Task statement
Reproduce the material below word for word, omitting the pictures.

(Excerpts from a detection dataset)
--- Start ---

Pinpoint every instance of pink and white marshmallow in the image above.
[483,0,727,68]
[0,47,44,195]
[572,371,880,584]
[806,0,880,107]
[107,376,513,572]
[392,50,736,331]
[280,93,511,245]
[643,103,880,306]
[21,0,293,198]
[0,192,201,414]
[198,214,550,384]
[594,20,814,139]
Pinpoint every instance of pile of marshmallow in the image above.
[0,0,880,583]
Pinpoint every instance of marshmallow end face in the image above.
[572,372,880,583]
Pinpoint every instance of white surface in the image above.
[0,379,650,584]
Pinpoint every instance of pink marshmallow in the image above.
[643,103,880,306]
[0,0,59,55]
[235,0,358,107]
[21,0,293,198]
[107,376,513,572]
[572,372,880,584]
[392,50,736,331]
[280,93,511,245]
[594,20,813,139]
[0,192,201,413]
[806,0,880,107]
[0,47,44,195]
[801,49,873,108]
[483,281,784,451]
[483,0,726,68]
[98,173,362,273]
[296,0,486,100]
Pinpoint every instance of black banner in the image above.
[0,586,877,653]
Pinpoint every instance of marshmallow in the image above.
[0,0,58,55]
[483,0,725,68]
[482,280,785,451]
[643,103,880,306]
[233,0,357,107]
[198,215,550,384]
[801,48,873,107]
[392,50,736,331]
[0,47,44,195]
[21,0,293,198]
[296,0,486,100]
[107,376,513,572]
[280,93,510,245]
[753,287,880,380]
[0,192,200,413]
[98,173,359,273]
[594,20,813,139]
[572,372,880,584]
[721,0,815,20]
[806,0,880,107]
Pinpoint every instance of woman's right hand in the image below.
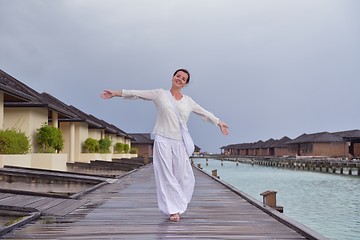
[100,89,115,99]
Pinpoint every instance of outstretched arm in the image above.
[218,121,229,135]
[100,89,122,99]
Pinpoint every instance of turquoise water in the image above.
[194,159,360,240]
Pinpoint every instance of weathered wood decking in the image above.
[3,165,325,240]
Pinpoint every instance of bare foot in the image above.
[170,213,180,222]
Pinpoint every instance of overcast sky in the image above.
[0,0,360,152]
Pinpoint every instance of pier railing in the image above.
[194,155,360,176]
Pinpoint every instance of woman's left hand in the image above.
[218,121,229,135]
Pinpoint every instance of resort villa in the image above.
[0,70,151,171]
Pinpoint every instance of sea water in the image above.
[194,158,360,240]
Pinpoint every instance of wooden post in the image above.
[211,169,220,178]
[144,154,149,165]
[260,190,284,212]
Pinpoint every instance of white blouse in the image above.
[122,89,219,140]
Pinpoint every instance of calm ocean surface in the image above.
[194,159,360,240]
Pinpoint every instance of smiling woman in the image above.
[101,69,228,222]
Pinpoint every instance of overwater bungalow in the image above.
[0,70,133,170]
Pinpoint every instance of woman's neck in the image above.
[170,88,183,100]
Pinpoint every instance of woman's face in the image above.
[172,71,188,88]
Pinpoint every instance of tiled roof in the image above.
[129,133,154,144]
[40,92,79,121]
[270,136,291,148]
[0,69,40,102]
[289,132,344,144]
[333,129,360,138]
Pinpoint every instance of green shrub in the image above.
[99,138,111,153]
[0,129,30,154]
[84,138,100,153]
[115,143,124,153]
[124,144,130,153]
[36,123,64,153]
[130,147,139,154]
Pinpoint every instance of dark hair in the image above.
[173,68,190,84]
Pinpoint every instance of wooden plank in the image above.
[43,199,88,216]
[0,165,325,240]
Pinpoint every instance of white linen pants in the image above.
[153,135,195,215]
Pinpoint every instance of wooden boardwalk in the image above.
[3,164,326,240]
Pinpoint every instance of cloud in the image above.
[0,0,360,151]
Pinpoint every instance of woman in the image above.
[101,69,228,222]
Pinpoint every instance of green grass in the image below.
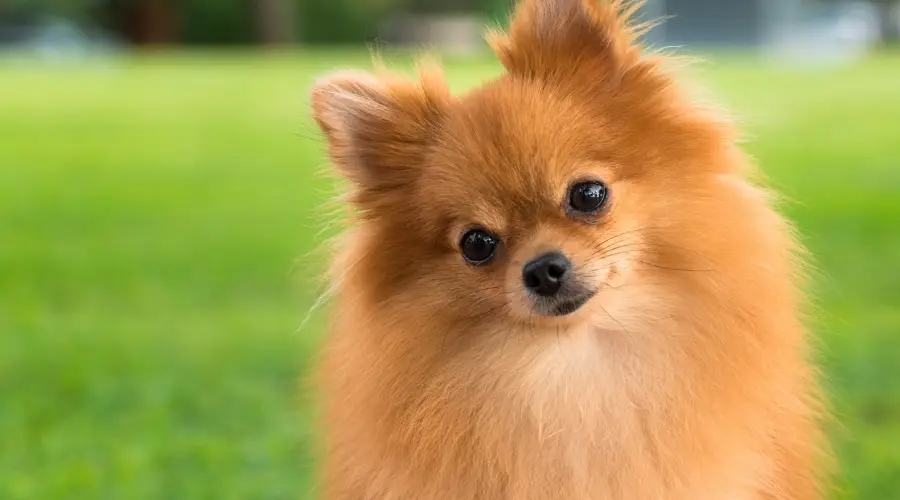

--- End ---

Response
Pinpoint every instance of pink and white marshmallow in the image above.
[483,0,727,68]
[0,47,44,195]
[572,371,880,584]
[806,0,880,107]
[107,376,513,572]
[392,50,736,331]
[280,93,511,245]
[643,103,880,306]
[21,0,293,198]
[0,192,201,414]
[198,214,550,384]
[594,20,814,139]
Pinpoint every instance of pile of marshmallow in the image above.
[0,0,880,583]
Pinpoint every instance of marshmallow end face in the image above.
[572,372,880,583]
Pinpoint every instance of white surface in the image above.
[0,379,650,584]
Pinpoint every instance of pink marshmallow in the image above.
[643,103,880,306]
[0,0,59,55]
[235,0,358,107]
[21,0,293,198]
[107,376,513,572]
[572,372,880,584]
[392,50,736,331]
[280,93,511,245]
[594,20,813,139]
[0,192,201,413]
[806,0,880,107]
[0,47,44,195]
[801,49,873,108]
[483,281,784,451]
[483,0,726,68]
[98,173,362,273]
[296,0,486,100]
Pinpoint every instance of black banner in the image above.
[0,586,877,653]
Pinpoint every instance of marshmallow in the image above.
[0,0,58,55]
[483,0,725,68]
[482,280,785,451]
[643,103,880,306]
[233,0,357,107]
[198,215,550,384]
[801,48,873,107]
[392,50,736,331]
[0,47,44,195]
[21,0,293,198]
[296,0,486,100]
[107,376,513,572]
[280,93,510,245]
[753,287,880,380]
[0,192,200,413]
[98,173,359,273]
[594,20,813,139]
[572,372,880,584]
[721,0,815,20]
[806,0,880,107]
Pinpoint every instance of woman's right hand in the image below.
[100,89,115,99]
Pinpoint every instance of outstretched arm in the image above.
[218,121,229,135]
[100,89,122,99]
Pinpoint every instance of turquoise water in the image above.
[194,159,360,240]
Pinpoint every instance of weathered wood decking in the image above.
[3,165,325,240]
Pinpoint every instance of bare foot in the image above.
[170,213,180,222]
Pinpoint every instance of overcast sky in the image above.
[0,0,360,152]
Pinpoint every instance of pier railing in the image above.
[194,155,360,176]
Pinpoint every instance of woman's left hand in the image above.
[218,121,229,135]
Pinpoint every instance of resort villa in the image above.
[0,70,151,171]
Pinpoint every instance of sea water in the image above.
[194,158,360,240]
Pinpoint every instance of wooden post in the image above.
[211,169,220,178]
[144,154,149,165]
[260,190,284,212]
Pinpoint every instance of white blouse in the image above.
[122,89,219,140]
Pinpoint every instance of calm ocean surface in the image above.
[194,159,360,240]
Pinpoint every instance of smiling woman in the image above.
[101,69,228,222]
Pinpoint every instance of overwater bungalow in the image above.
[0,70,133,170]
Pinpoint every instance of woman's neck in the image above.
[170,88,183,100]
Pinpoint every instance of woman's face in the image above.
[172,71,188,88]
Pinpoint every instance of tiled roof in the image above.
[129,133,154,144]
[40,92,79,121]
[270,136,291,148]
[0,69,40,102]
[289,132,344,144]
[333,129,360,138]
Pinpoint every instance of green shrub in the image above.
[99,138,111,153]
[0,129,30,154]
[84,138,100,153]
[115,143,124,153]
[124,144,130,153]
[36,123,64,153]
[130,147,139,154]
Pinpoint every instance of dark hair in the image above.
[173,68,190,84]
Pinpoint every instance of wooden plank in the image above.
[43,199,88,216]
[0,165,325,240]
Pinpoint every instance of white linen pants in the image above.
[153,135,195,215]
Pinpoint every instance of wooden boardwalk in the image above.
[3,164,326,240]
Pinpoint every instance of cloud in the image above.
[0,0,360,151]
Pinpoint every instance of woman in the image above.
[101,69,228,222]
Pinpoint every instance of green grass in the image below.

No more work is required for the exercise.